%%
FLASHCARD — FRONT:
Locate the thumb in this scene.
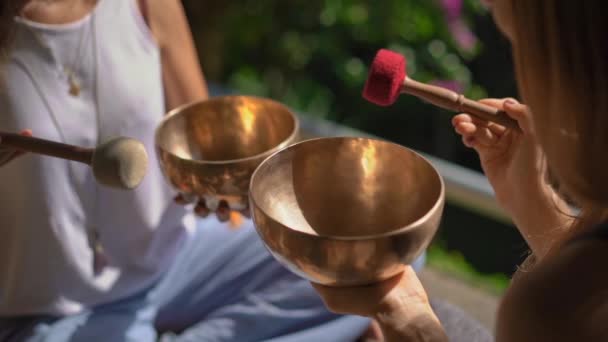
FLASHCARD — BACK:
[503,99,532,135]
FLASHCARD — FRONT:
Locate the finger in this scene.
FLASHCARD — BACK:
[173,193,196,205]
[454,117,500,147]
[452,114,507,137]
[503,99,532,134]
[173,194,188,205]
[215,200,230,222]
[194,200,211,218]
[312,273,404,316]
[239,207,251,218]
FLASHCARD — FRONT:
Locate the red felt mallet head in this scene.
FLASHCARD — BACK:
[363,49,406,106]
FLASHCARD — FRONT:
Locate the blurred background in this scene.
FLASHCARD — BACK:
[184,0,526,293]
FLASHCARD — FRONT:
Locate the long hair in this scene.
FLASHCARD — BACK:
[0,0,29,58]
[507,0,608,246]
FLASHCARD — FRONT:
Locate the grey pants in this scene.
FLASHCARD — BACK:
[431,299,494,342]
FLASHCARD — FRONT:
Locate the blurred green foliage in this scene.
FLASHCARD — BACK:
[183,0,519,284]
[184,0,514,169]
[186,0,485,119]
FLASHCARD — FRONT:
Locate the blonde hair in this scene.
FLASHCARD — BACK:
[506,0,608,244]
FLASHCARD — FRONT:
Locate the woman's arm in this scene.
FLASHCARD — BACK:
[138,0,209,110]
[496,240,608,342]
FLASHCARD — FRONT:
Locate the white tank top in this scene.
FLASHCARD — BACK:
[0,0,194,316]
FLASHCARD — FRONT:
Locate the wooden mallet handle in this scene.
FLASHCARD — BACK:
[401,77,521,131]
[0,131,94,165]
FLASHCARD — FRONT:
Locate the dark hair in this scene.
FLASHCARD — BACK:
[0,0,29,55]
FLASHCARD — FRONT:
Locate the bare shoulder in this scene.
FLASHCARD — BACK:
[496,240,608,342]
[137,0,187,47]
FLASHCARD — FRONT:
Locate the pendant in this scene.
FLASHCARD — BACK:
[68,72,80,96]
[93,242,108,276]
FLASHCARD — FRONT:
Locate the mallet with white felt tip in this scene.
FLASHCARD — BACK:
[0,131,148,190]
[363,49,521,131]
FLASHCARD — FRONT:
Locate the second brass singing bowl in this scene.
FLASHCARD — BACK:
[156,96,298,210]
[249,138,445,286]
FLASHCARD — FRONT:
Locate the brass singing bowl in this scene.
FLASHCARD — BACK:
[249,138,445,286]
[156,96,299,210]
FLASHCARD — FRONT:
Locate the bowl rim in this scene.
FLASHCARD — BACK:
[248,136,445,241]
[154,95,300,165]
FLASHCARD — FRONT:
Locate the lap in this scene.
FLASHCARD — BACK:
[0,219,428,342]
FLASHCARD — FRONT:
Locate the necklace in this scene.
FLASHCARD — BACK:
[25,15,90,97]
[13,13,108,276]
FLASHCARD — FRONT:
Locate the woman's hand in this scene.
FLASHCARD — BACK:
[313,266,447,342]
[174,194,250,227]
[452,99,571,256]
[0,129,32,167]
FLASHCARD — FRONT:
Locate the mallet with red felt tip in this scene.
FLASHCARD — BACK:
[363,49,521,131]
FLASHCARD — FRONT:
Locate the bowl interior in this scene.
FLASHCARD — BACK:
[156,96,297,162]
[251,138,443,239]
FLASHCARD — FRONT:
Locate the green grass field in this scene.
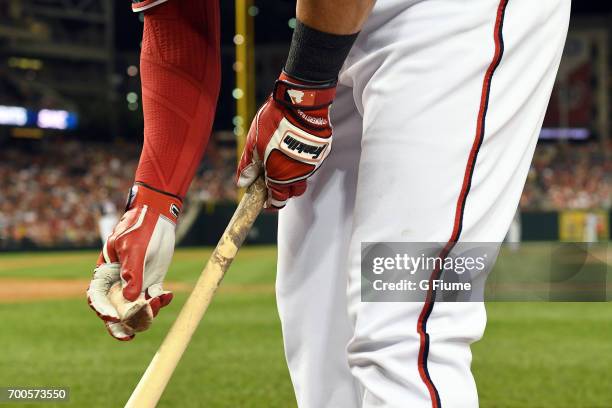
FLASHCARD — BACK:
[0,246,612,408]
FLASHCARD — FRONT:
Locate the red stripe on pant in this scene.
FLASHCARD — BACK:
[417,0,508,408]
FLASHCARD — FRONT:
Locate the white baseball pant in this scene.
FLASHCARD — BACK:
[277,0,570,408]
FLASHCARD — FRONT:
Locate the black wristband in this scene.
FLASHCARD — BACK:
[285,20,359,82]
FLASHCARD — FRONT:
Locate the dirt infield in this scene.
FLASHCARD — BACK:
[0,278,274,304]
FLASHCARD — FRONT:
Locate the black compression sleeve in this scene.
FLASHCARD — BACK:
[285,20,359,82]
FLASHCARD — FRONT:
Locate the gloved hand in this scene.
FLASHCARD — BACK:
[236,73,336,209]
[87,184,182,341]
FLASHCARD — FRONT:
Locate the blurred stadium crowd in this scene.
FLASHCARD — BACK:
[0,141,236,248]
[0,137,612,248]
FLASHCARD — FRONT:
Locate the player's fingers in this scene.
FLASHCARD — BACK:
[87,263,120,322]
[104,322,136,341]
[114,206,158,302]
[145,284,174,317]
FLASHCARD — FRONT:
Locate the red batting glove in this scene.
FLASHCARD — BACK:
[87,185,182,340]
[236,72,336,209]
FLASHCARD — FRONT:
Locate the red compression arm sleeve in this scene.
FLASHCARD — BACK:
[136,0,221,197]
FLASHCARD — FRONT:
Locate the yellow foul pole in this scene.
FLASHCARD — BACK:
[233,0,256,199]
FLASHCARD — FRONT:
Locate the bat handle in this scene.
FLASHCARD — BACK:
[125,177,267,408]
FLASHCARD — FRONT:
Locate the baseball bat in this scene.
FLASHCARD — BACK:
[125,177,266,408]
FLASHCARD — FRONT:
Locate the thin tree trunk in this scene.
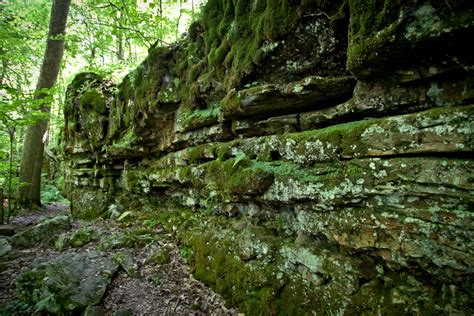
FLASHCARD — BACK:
%%
Instruction
Please copy out all of the records above word for word, leaving out the pictures.

Full response
FLASHCARD — FRONT:
Locate the thumb in this scene.
FLASHCARD — BACK:
[503,99,532,135]
FLASHCARD — FRONT:
Locate the finger in this scene.
FLASHCARD — BACK:
[173,193,196,205]
[454,117,500,147]
[452,114,507,137]
[503,99,532,134]
[173,194,188,205]
[215,200,230,222]
[194,200,211,218]
[312,273,404,316]
[239,207,251,218]
FLASHCARD — FRONT:
Locate the red felt mallet head in this scene.
FLASHCARD — BACK:
[363,49,406,106]
FLASHCARD — FRONT:
Locate the blurred background in this scene.
FLASHCARD — BACK:
[184,0,526,293]
FLASHCARD — FRONT:
Locate the long hair in this scene.
FLASHCARD — BACK:
[0,0,29,58]
[507,0,608,246]
FLASHCARD — FRONT:
Locate the grey pants in this scene.
FLASHCARD — BACK:
[431,299,494,342]
FLASHCARD — FRONT:
Locate the blurred green foliage in this scene.
FLASHCARD — BACK:
[183,0,519,284]
[184,0,514,169]
[186,0,485,119]
FLASHCARD — FRONT:
Locate the blonde hair in this scene.
FLASHCARD — BACK:
[506,0,608,244]
FLASHCARD — FRONT:
Locate the woman's arm in this scene.
FLASHCARD — BACK:
[138,0,209,110]
[496,240,608,342]
FLASHCARD — FRONT:
Locate the white tank top in this scene.
FLASHCARD — BACK:
[0,0,194,316]
FLASHCARD — FRONT:
Locate the wooden mallet handle in this scene.
FLASHCARD — BACK:
[401,77,521,131]
[0,131,94,165]
FLASHCARD — FRONT:
Locate the dark hair in this scene.
FLASHCARD — BACK:
[0,0,29,55]
FLASHCARD — FRONT:
Locate the bare shoulder in this scene.
FLASHCARD — BACK:
[496,240,608,342]
[137,0,187,47]
FLASHCARD — FRONT:
Locate the pendant in this scene.
FLASHCARD — BACK:
[68,72,80,96]
[93,242,108,276]
FLASHCARD — FRONT:
Locate the mallet with white felt tip in this scene.
FLASHCARD — BACK:
[0,131,148,190]
[363,49,521,131]
FLASHCARD — FRONT:
Locate the second brass singing bowl in this scene.
FLASHCARD — BACK:
[156,96,298,210]
[249,138,445,286]
FLASHCARD — FRONT:
Locate the brass singing bowl in this scene.
FLASHCARD — BACK:
[249,138,445,286]
[156,96,299,210]
FLASHCARD — FRONT:
Locate the bowl rim in this scene.
FLASHCARD — BACK:
[248,136,445,241]
[154,95,300,165]
FLASHCARD — FRONT:
Locate the lap in this scene.
FLASHCARD — BACK:
[0,219,428,342]
FLASHCARD — FRONT:
Locate the necklace in this scene.
FLASHCARD — BACK:
[25,15,90,97]
[13,13,108,276]
FLASHCARD — FRONT:
Locate the woman's hand in this scene.
FLASHCARD — BACK:
[313,266,447,342]
[174,194,250,227]
[452,99,571,256]
[0,129,32,167]
FLASHCARD — FRONT:
Locate the mallet with red felt tip in this scene.
FLASHCARD — BACK:
[363,49,521,131]
FLASHCARD — FRONT:
Locate the bowl interior in this scene.
FLASHCARD — BACK:
[156,96,297,162]
[251,138,443,239]
FLASHCARD — FRONT:
Locate the green grass field in this scene.
FLASHCARD — BACK:
[0,246,612,408]
FLASHCARD — FRONT:
Locate the red stripe on pant in this scene.
FLASHCARD — BACK:
[417,0,508,408]
FLASHCARD — FRONT:
Locate the white baseball pant in this scene.
FLASHCARD — BACK:
[277,0,570,408]
FLASHCARD — FRONT:
Locate the black wristband in this scene.
FLASHCARD — BACK:
[285,20,359,82]
FLASHCARD — FRONT:
Locate the dirt infield in this scene.
FLASHCARD — BACK:
[0,278,274,304]
FLASHCARD — FRONT:
Locate the black compression sleeve in this scene.
FLASHCARD — BACK:
[285,20,359,82]
FLASHCARD — FRONT:
Locate the gloved hand in this scene.
FLASHCARD — BACK:
[236,73,336,209]
[87,184,182,341]
FLASHCARD — FRONT:
Locate the blurred stadium crowd in this scene.
FLASHCARD — BACK:
[0,141,236,248]
[0,137,612,248]
FLASHCARD — FRONT:
Locate the player's fingers in this scene.
FLASHCARD — BACK:
[87,263,120,322]
[104,322,136,341]
[114,206,158,302]
[145,284,174,317]
FLASHCARD — FRONT:
Locate the red batting glove in this scene.
FLASHCARD — BACK:
[87,185,182,340]
[236,72,336,209]
FLASHCARD — FRONT:
Locate the red compression arm sleeve in this scene.
FLASHCARD — BACK:
[136,0,221,197]
FLASHCARD — FRONT:
Locate the yellow foul pole in this scene.
FLASHCARD — BACK:
[233,0,256,199]
FLASHCARD — FRONT:
Locate the bat handle in this scene.
FLASHCARD — BACK:
[125,177,267,408]
FLASHCARD — FRONT:
Locate the baseball bat in this scene.
FLASHCARD — BACK:
[125,177,266,408]
FLASHCARD — FRONT:
Locate the thin tree trunk in this scene.
FLASHCARD — BACK:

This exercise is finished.